* GOAL OF THE EXERCISE *
Copy the data below verbatim, from the line with "the white countertop" up to and including the line with "[(123, 243), (535, 246)]".

* DATA FOR PROCESSING *
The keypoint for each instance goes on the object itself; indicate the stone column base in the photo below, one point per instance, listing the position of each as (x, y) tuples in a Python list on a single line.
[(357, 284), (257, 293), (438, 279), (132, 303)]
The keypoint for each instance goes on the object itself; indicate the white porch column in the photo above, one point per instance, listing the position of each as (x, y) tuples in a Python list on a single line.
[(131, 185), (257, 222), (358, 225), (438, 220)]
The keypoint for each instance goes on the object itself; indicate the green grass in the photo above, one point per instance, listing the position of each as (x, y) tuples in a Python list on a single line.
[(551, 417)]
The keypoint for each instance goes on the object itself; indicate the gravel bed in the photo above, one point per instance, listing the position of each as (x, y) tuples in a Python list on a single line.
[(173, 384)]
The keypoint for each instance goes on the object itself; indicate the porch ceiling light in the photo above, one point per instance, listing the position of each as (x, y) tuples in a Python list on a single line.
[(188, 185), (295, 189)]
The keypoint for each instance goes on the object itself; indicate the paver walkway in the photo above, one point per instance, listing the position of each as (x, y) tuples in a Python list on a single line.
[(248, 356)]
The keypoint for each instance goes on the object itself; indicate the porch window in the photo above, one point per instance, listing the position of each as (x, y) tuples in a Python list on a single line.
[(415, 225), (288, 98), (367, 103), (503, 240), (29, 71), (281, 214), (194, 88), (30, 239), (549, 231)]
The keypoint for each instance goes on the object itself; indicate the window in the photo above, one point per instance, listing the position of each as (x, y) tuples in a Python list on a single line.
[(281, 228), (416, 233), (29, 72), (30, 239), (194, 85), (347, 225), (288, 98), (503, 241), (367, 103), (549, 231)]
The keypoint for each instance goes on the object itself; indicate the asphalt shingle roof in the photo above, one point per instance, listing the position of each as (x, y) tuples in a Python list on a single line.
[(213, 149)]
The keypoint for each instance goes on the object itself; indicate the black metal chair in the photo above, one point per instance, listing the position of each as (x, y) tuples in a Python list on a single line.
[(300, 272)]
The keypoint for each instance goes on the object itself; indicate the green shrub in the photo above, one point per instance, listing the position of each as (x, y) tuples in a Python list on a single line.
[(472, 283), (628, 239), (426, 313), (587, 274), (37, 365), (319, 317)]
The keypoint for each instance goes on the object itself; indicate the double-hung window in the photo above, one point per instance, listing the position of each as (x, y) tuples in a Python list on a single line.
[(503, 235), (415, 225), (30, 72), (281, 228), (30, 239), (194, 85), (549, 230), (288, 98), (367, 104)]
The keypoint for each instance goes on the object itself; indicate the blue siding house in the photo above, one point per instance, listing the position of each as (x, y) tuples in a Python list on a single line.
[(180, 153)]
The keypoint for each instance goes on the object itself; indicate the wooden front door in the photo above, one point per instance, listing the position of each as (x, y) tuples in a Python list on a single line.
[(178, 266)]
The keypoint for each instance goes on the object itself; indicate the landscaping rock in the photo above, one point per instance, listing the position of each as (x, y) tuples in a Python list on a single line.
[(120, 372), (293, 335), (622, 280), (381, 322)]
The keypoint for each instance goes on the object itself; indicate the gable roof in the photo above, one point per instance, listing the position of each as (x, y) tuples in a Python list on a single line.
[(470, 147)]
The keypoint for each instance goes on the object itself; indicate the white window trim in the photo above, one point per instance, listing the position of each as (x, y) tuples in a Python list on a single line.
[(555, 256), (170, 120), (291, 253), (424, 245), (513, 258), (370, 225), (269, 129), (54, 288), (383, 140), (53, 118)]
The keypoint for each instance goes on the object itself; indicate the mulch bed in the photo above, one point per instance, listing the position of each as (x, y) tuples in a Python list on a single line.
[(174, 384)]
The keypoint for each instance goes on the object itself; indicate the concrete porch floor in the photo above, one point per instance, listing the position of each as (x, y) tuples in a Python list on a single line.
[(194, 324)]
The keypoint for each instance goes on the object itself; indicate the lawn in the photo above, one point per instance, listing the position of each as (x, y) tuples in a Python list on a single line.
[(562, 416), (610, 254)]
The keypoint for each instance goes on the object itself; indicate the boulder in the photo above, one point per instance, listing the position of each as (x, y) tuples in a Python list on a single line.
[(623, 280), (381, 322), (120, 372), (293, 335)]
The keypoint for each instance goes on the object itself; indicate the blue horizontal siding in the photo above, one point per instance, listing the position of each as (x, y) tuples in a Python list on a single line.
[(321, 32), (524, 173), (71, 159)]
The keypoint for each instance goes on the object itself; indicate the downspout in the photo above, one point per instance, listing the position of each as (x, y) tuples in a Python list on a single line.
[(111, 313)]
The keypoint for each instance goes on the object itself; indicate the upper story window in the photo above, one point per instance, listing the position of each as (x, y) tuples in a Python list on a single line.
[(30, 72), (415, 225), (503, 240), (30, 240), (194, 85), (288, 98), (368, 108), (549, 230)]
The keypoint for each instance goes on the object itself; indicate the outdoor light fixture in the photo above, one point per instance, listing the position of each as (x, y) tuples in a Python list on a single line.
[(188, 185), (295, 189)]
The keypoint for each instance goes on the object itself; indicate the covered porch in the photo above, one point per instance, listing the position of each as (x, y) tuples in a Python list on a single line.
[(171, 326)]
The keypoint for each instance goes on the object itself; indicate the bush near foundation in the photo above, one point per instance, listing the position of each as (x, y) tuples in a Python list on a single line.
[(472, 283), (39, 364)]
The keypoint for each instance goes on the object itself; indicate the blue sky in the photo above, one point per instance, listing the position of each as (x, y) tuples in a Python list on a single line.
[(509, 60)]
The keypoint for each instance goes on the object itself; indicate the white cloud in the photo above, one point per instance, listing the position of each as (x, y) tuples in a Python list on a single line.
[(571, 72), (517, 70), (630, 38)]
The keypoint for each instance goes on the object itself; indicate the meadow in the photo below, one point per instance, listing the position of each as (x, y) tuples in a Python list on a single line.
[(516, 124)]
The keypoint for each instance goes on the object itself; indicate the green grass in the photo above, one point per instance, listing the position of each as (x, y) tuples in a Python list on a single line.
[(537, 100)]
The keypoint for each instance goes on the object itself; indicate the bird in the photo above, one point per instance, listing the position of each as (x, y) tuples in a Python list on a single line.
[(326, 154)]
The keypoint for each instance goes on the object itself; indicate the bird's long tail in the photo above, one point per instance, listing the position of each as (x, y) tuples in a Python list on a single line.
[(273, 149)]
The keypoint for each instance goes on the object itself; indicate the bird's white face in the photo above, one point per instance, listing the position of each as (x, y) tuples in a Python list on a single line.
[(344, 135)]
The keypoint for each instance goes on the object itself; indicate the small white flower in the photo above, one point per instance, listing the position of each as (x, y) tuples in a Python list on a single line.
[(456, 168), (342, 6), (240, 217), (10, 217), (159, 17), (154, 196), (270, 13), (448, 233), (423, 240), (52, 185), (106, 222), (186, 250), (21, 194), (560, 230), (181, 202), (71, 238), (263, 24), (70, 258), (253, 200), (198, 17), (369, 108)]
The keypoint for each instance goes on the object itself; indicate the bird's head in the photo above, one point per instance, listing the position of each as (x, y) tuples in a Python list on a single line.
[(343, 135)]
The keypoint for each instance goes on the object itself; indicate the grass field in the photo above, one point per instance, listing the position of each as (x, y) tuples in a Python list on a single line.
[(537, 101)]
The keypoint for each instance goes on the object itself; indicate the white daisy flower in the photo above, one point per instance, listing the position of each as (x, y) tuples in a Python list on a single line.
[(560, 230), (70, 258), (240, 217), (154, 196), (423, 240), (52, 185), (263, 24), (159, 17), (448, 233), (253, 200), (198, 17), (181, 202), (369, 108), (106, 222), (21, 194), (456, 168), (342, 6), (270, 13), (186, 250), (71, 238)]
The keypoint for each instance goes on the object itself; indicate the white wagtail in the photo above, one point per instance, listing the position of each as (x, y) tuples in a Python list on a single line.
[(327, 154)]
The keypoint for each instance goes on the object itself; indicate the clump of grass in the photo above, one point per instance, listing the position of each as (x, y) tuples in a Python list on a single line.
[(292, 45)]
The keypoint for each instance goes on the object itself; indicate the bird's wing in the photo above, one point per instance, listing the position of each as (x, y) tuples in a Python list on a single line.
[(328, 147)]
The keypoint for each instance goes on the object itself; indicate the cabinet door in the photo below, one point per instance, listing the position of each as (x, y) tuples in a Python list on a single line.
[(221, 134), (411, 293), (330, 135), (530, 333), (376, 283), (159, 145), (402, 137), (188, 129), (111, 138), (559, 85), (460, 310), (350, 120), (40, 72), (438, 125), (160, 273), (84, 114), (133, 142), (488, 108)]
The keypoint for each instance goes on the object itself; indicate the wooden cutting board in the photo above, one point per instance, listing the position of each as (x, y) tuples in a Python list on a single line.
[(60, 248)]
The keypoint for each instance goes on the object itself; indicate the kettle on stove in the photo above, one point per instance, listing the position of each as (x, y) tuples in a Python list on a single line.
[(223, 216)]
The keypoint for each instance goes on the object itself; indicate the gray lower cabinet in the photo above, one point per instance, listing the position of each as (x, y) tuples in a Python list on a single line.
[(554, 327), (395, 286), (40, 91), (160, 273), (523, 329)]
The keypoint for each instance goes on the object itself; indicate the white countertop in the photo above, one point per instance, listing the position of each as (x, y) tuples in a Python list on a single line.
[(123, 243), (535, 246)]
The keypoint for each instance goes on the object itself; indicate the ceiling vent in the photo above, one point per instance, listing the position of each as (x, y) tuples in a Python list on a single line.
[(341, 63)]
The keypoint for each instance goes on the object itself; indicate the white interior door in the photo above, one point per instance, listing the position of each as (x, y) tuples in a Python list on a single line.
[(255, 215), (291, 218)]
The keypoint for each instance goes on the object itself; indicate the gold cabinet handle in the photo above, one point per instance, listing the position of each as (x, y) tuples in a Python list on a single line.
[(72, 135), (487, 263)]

* TASK ANSWER *
The keypoint for each instance goes on the object itself; indicate the white countertop in the photo above, one point per instance, listing the position of each as (x, y) tuples in a Python list on a single line.
[(123, 243), (535, 246)]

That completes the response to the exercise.